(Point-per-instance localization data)
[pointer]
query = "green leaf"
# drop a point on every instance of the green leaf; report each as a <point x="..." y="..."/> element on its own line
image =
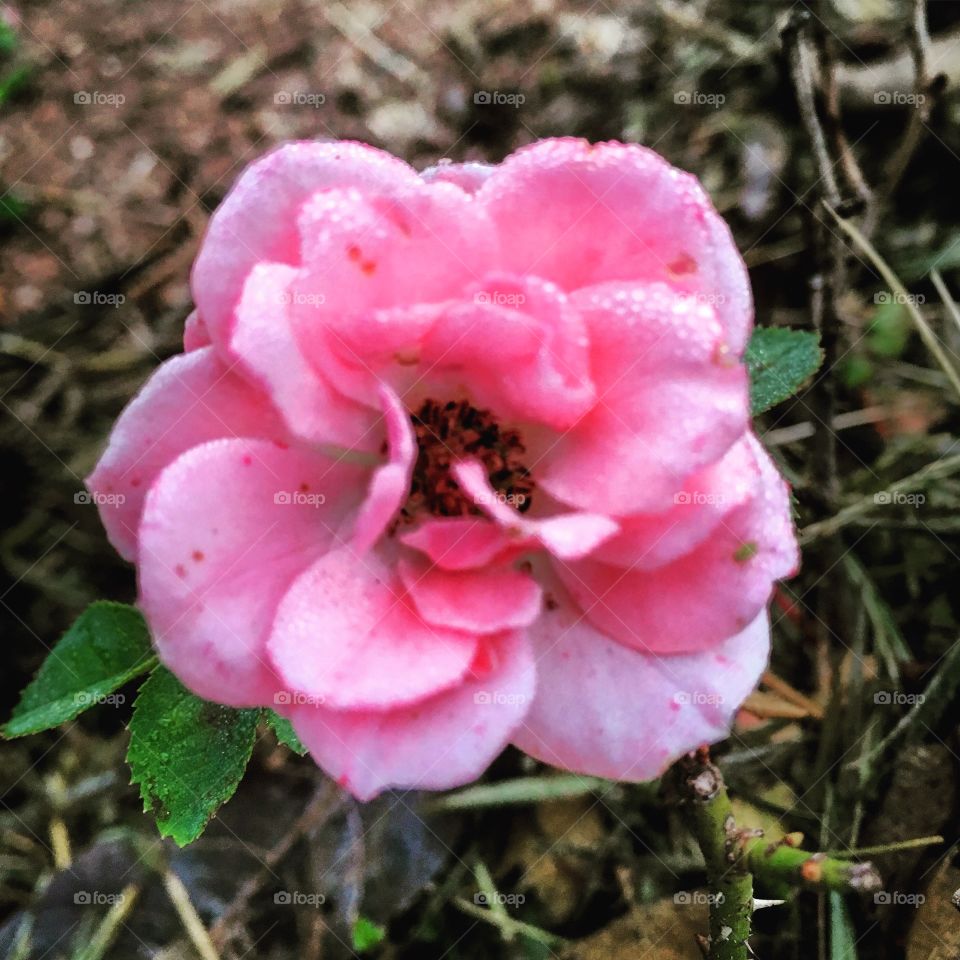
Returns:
<point x="780" y="361"/>
<point x="12" y="207"/>
<point x="186" y="754"/>
<point x="107" y="646"/>
<point x="366" y="934"/>
<point x="284" y="732"/>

About this exercise: Among the lines above, find those with the string "green" and copy them.

Answer space:
query = "green leaf"
# drop a point on every instance of the green leaf; report each as a <point x="..." y="..."/> element on its own line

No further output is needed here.